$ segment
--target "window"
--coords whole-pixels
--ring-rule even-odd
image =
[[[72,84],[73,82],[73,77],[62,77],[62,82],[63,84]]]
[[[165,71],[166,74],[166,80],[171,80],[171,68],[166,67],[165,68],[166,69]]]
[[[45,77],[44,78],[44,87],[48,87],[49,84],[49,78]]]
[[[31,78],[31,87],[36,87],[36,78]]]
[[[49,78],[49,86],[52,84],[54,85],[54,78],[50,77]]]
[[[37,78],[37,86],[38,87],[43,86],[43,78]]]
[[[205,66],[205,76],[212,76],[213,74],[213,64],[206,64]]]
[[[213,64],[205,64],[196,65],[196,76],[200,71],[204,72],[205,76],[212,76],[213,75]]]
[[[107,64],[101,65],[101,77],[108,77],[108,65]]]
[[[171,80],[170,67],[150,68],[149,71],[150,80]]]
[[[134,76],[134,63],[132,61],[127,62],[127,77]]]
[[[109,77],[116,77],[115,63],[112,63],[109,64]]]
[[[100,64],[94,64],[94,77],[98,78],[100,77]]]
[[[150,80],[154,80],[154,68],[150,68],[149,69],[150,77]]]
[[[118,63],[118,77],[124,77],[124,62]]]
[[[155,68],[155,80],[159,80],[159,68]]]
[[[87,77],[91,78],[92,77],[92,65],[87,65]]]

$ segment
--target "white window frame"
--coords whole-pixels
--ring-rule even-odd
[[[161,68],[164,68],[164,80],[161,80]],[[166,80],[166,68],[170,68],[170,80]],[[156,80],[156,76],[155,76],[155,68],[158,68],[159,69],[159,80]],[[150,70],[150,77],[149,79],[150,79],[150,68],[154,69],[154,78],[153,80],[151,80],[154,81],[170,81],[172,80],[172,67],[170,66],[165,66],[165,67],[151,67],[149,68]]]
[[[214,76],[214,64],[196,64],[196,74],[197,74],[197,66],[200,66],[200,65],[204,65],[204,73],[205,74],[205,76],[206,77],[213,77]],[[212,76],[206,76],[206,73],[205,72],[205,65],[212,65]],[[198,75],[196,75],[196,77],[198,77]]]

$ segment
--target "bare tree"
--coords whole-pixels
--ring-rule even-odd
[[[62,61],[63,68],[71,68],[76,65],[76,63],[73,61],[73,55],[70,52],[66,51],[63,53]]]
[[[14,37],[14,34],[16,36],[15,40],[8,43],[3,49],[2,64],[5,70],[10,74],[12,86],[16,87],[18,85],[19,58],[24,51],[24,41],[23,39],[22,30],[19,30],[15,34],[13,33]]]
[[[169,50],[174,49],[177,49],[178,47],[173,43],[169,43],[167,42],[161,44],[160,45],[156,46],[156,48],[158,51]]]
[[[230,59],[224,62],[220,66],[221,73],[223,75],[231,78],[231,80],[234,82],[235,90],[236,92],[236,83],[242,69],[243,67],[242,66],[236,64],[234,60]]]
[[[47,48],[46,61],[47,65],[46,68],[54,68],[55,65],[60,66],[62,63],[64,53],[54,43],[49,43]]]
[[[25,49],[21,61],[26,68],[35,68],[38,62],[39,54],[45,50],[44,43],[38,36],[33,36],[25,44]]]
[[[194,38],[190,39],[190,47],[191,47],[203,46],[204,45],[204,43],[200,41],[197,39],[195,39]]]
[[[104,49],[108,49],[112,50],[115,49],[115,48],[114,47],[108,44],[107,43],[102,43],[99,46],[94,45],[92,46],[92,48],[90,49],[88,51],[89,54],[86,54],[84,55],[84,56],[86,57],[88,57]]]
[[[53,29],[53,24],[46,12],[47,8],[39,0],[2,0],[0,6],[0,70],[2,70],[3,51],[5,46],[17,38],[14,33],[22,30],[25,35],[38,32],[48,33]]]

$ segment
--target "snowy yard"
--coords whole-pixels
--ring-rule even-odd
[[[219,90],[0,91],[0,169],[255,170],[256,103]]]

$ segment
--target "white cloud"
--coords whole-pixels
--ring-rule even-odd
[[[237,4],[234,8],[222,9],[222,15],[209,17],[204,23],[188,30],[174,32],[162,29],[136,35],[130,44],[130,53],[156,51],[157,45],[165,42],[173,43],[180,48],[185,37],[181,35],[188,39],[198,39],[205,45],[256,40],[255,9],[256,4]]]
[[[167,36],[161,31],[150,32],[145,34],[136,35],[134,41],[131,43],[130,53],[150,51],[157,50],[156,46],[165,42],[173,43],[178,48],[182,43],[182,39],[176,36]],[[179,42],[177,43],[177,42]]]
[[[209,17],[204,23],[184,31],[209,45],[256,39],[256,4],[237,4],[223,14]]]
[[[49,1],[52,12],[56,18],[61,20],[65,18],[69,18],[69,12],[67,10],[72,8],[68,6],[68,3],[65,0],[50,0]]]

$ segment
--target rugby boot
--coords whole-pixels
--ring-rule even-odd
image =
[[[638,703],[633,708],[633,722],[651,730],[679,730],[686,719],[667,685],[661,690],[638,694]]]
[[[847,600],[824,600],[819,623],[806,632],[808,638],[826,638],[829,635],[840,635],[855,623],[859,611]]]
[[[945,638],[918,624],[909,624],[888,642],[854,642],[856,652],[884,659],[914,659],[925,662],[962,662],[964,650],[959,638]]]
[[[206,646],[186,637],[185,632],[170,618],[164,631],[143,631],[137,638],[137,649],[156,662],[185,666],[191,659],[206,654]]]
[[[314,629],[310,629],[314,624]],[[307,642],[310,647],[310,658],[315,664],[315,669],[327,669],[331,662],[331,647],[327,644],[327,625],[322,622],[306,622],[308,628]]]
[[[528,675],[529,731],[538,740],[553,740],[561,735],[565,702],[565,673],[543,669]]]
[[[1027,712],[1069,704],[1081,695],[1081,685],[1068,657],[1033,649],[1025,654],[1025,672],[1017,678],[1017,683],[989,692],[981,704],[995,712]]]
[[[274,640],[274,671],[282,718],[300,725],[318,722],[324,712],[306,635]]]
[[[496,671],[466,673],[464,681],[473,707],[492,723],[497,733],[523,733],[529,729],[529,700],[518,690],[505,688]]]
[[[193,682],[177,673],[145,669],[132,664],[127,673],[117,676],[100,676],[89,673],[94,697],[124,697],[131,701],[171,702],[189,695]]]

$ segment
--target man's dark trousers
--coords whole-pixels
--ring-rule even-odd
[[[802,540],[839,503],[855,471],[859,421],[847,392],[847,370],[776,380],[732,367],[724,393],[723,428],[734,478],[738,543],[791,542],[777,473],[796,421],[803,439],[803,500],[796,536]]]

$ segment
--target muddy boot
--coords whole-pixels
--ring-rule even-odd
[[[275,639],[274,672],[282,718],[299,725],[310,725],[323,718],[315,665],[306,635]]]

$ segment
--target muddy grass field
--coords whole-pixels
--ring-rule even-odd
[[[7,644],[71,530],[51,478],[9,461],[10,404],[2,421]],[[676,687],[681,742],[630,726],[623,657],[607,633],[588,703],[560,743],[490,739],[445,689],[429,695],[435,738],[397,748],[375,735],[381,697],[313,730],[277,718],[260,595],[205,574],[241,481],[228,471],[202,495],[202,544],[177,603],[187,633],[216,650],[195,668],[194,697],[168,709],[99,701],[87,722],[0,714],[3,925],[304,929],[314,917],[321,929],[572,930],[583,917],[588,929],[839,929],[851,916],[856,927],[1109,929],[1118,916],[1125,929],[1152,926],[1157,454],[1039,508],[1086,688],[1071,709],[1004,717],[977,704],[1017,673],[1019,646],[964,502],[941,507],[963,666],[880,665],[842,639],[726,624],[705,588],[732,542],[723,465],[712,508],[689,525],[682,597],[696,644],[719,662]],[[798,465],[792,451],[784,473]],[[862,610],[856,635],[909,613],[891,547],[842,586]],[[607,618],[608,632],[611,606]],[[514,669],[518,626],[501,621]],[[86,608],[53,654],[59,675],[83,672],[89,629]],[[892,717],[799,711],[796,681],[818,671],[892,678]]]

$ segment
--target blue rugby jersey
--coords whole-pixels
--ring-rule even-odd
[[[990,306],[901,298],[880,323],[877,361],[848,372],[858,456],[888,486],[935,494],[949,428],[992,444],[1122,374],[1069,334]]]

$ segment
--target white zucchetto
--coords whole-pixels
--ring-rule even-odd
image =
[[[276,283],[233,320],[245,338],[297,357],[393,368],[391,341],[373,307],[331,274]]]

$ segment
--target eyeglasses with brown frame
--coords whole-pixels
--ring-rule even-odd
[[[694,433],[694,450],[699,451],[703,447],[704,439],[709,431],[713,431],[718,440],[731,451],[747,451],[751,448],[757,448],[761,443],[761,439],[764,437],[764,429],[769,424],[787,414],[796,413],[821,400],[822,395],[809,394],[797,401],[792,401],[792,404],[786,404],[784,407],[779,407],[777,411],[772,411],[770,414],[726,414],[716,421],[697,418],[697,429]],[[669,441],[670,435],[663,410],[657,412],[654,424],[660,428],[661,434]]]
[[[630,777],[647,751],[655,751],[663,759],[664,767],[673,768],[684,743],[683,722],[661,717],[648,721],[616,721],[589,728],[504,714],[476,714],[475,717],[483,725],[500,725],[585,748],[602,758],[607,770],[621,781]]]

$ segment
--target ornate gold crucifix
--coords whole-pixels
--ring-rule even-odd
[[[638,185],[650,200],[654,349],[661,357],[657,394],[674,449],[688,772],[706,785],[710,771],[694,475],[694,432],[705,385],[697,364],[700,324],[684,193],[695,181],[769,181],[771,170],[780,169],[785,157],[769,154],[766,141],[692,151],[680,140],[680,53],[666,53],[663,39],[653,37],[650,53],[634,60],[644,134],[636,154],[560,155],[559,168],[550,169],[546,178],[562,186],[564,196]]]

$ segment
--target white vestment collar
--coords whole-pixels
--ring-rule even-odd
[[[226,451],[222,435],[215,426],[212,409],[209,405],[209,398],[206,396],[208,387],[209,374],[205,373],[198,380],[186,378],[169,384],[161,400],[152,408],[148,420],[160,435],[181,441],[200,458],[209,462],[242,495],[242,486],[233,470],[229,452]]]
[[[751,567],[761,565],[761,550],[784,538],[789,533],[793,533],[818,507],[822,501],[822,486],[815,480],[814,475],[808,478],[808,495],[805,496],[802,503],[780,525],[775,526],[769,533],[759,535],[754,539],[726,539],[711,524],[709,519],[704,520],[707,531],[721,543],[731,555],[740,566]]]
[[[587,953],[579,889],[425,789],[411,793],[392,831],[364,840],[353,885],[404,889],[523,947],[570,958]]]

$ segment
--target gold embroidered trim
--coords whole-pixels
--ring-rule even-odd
-------
Tally the lines in the items above that contain the string "boot". Reply with the number alone.

● **Task output**
2